### GOAL OF THE EXERCISE
Keep every line in which "white" occurs and drop the rest of the data.

---+---

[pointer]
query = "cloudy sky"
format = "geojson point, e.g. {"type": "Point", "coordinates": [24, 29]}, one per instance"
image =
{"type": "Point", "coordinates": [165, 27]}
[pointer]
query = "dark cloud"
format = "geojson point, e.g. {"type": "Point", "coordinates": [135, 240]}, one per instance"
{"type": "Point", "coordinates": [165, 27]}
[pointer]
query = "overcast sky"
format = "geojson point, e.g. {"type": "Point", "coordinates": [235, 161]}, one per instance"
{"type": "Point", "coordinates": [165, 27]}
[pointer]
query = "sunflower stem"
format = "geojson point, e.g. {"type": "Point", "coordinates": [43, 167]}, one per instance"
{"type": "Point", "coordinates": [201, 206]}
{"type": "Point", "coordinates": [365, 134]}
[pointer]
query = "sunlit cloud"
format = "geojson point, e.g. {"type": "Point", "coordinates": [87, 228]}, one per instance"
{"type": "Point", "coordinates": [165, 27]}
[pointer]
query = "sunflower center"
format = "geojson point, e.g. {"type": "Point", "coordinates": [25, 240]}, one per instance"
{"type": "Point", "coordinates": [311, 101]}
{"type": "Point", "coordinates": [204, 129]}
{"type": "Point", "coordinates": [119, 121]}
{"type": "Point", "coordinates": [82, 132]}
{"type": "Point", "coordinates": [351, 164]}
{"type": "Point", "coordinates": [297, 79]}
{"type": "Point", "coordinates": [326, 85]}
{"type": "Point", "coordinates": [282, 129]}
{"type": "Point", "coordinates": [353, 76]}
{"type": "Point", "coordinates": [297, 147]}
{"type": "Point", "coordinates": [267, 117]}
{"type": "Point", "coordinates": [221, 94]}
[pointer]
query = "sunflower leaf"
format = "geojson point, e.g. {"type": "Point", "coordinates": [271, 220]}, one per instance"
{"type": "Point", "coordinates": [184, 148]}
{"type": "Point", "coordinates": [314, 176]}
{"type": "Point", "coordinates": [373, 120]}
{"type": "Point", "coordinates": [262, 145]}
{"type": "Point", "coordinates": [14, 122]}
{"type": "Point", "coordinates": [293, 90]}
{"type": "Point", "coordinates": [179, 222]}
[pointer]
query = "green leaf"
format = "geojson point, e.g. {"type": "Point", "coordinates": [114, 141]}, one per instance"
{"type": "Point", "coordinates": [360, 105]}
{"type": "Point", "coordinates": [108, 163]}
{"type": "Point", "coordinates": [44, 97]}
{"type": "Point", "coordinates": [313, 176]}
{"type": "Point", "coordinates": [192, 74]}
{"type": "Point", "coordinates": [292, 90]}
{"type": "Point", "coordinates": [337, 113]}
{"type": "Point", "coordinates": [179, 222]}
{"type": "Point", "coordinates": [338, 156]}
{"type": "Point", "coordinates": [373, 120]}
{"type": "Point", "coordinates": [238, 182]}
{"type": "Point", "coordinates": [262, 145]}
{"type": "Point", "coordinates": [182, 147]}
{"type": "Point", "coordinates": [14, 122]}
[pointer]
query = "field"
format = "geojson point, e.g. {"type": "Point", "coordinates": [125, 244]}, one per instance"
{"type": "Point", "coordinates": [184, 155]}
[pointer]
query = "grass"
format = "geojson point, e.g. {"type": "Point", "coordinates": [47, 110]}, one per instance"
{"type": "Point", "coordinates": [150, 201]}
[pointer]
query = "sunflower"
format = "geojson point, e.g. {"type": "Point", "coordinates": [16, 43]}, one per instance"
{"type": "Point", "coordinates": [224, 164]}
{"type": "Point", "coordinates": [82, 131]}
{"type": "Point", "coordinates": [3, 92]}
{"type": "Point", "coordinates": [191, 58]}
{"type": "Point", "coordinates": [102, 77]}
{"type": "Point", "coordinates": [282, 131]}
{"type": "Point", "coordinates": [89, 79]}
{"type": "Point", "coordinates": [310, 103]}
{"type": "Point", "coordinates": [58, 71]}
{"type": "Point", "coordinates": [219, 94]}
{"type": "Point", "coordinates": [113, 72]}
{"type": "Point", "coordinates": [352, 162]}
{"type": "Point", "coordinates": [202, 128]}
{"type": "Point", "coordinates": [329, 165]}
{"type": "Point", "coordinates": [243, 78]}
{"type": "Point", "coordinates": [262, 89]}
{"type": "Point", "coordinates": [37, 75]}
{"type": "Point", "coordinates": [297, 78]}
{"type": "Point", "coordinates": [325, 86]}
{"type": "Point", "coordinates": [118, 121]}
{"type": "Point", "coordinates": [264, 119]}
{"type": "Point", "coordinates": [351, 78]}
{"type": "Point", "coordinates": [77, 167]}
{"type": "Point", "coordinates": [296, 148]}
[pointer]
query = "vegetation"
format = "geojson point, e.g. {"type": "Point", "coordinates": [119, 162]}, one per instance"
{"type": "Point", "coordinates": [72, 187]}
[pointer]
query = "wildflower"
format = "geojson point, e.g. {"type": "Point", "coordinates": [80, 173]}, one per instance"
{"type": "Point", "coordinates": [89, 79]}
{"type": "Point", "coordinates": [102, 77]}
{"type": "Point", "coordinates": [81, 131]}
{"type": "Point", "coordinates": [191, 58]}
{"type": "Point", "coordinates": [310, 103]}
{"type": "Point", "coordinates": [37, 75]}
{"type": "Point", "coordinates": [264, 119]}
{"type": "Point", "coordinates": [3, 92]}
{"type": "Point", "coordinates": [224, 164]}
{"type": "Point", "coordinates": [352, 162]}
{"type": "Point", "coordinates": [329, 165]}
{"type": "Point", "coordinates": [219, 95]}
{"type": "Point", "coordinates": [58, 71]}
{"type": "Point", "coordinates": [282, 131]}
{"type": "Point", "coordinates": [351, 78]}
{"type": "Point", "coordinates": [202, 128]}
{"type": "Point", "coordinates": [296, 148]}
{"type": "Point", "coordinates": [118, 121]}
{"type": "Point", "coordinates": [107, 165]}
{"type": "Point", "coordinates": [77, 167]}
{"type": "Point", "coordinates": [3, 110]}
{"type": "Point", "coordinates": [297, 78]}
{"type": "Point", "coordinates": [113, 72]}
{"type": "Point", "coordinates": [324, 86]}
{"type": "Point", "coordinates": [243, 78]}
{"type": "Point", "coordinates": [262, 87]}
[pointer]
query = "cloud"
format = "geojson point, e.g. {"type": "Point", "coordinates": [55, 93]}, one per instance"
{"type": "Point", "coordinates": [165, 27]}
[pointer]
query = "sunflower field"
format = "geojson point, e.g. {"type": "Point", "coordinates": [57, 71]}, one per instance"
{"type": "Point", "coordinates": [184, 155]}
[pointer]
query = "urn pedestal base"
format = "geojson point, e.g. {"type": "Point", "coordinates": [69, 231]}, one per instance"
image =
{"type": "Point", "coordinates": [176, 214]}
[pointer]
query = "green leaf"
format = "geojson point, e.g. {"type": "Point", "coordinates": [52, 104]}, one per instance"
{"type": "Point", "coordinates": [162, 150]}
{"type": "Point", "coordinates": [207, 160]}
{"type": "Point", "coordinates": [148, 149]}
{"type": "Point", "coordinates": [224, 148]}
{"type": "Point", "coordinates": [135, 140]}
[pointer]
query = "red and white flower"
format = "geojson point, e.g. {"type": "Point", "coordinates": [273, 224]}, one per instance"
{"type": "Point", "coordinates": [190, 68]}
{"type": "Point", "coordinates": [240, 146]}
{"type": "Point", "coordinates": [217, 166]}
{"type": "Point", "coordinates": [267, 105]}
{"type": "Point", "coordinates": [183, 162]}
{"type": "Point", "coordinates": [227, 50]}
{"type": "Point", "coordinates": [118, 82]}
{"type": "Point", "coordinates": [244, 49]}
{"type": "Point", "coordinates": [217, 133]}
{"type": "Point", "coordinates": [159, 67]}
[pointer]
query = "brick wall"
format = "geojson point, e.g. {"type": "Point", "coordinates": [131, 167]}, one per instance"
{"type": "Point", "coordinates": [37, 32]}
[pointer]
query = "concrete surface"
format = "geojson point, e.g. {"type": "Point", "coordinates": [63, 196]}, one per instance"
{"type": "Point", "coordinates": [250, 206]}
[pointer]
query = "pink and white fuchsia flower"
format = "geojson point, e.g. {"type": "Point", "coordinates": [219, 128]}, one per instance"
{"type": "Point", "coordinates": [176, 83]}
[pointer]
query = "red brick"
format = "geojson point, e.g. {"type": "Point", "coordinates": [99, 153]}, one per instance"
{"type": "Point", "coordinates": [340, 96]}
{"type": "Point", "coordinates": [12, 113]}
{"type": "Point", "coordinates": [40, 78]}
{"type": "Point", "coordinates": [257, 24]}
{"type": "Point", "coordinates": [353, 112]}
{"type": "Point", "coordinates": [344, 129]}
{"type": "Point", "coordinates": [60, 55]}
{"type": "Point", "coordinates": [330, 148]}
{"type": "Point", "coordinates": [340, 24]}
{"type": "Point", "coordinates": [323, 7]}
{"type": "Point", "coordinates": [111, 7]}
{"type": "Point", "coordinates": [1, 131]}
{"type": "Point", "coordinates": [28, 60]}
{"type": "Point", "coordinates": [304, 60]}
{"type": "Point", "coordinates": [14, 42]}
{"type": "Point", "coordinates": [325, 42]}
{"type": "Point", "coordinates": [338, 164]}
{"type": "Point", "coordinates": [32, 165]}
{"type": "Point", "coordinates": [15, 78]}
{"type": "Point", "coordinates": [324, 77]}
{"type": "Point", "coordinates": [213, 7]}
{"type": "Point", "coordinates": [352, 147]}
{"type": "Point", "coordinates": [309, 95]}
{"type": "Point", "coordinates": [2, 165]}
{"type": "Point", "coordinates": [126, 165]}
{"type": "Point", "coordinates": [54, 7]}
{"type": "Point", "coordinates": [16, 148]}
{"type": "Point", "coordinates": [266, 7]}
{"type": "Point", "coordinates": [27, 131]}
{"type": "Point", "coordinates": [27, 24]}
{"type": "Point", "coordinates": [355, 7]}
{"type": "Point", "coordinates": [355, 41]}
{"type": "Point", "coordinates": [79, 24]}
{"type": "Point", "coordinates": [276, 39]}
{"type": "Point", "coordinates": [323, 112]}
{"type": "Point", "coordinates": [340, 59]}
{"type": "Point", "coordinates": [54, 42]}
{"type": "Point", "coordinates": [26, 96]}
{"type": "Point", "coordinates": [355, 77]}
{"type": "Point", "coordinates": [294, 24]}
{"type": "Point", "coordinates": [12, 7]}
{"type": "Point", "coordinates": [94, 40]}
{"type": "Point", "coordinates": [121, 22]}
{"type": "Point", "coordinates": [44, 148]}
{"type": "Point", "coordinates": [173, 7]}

---+---

### EXERCISE OUTPUT
query = "red and white flower"
query = "pink and white fuchsia flower"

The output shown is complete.